##### Vorliegender Text
Rheinische Post Duesseldorf Meerbusch
Korrekt auf Heller und Pfennig
Eine Vielzahl von Münzen erschwerte im 18. Jahrhundert Finanzrechnungen. Ein Lanker Pfarrer wusste Abhilfe.
Auf Heller und Pfennig abzurechnen ist heute längst nicht mehr möglich, steht aber immer noch sprichwörtlich für absolute Genauigkeit in Finanzdingen. In unseren Breiten waren beim Lanker Bauern, dem Osterather Pfarrer oder dem Büdericher Adel seit alters Taler und Albus gebräuchlich. Im Alltag waren seit dem Mittelalter der Albus und als Teilgröße tatsächlich der Heller im alltäglichen Umlauf, größere Münzen bekam viele Menschen kaum zu Gesicht, der Reichstaler war oft reine Rechengröße – und Papiergeld gab es natürlich noch nicht.
Und ganz so einfach war das Leben für die Menschen auch nicht, waren doch viele verschiedene Münzen am Niederrhein im Umlauf, die überall als Zahlungsmittel galten und wegen des unterschiedlichen Gewichtes und Edelmetallgehaltes permanent umgerechnet werden mussten. Und vieles – etwa die Pachtzahlungen – wurden oft noch ganz oder teilweise, auf jeden Fall aber beschwerlich in natura an die Eigentümer – oft geistliche Einrichtungen in Neuss, Köln oder Kaiserwerth – geliefert.
Zumindest für einige Lanker Finanzjongleure wurden die Dinge Mitte des 18. Jahrhunderts etwas einfacher. Das Bruchstück einer Kirchen- und Armenrechnung gibt darüber Auskunft. Mangels staatlicher Vorsorge gab es in allen Pfarrer damals eine Armenkasse, aus der verschiedene Leistungen an die so genannten „Hausarmen“geleistet wurden. Das waren Menschen, die sich selbst von ihrer Arbeit nicht ernähren konnten und nur ein bescheidenes Dach über dem Kopf hatten. Die oft durch ein Unglück oder einen Todesfall entstandene Misere war in den überschaubaren
Orten jedem bekannt und wurde meist durch Nahrungsmittel verbessert. Meist wurden zu bestimmten Terminen 14-pfündige Schwarzbrote die an die Armen, die sich ausweisen mussten, ausgegeben.
##########
##### Vorliegendes Material
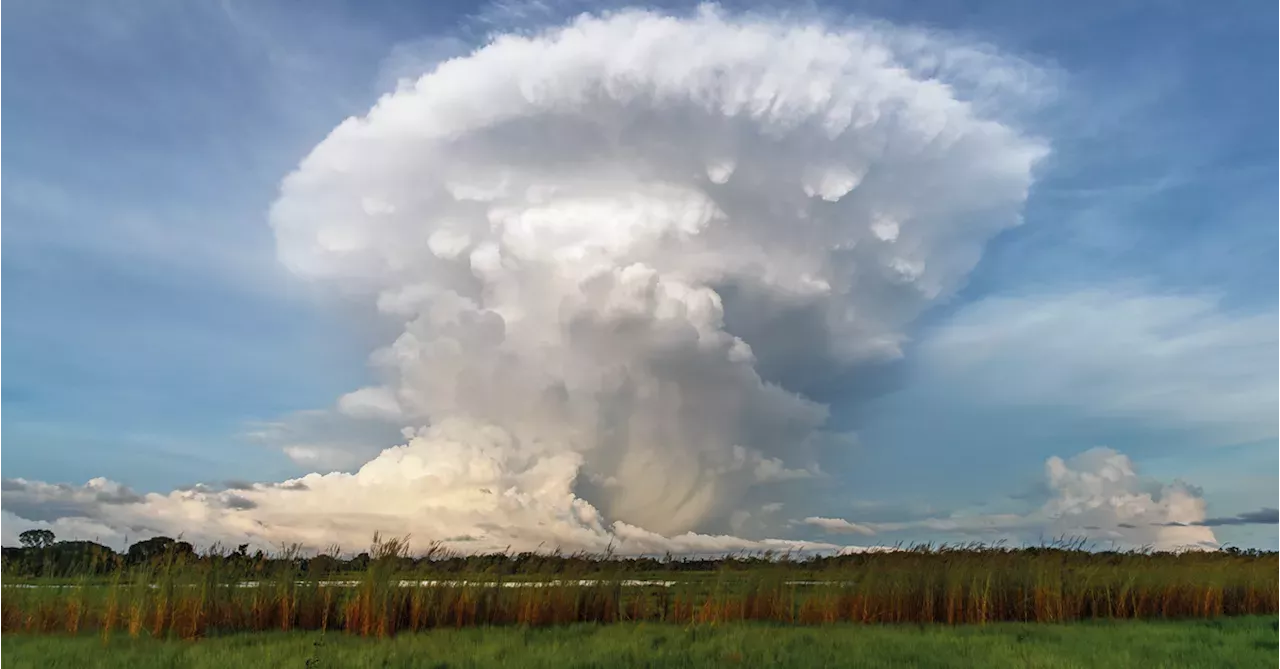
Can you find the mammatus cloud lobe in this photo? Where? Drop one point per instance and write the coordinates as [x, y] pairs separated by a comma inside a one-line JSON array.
[[616, 250]]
##########
**Aufgabe:**
Schreiben Sie aus dem Zeitungsartikel die Stelle ab, die mit den Worten "Rheinische Post Duesseldorf" beginnt und mit "Pfarrer wusste Abhilfe." endet. Das Material hat mit dem Zeitungsartikel nichts zu tun.

**Lösung:**
Rheinische Post Duesseldorf Meerbusch
Korrekt auf Heller und Pfennig
Eine Vielzahl von Münzen erschwerte im 18. Jahrhundert Finanzrechnungen. Ein Lanker Pfarrer wusste Abhilfe.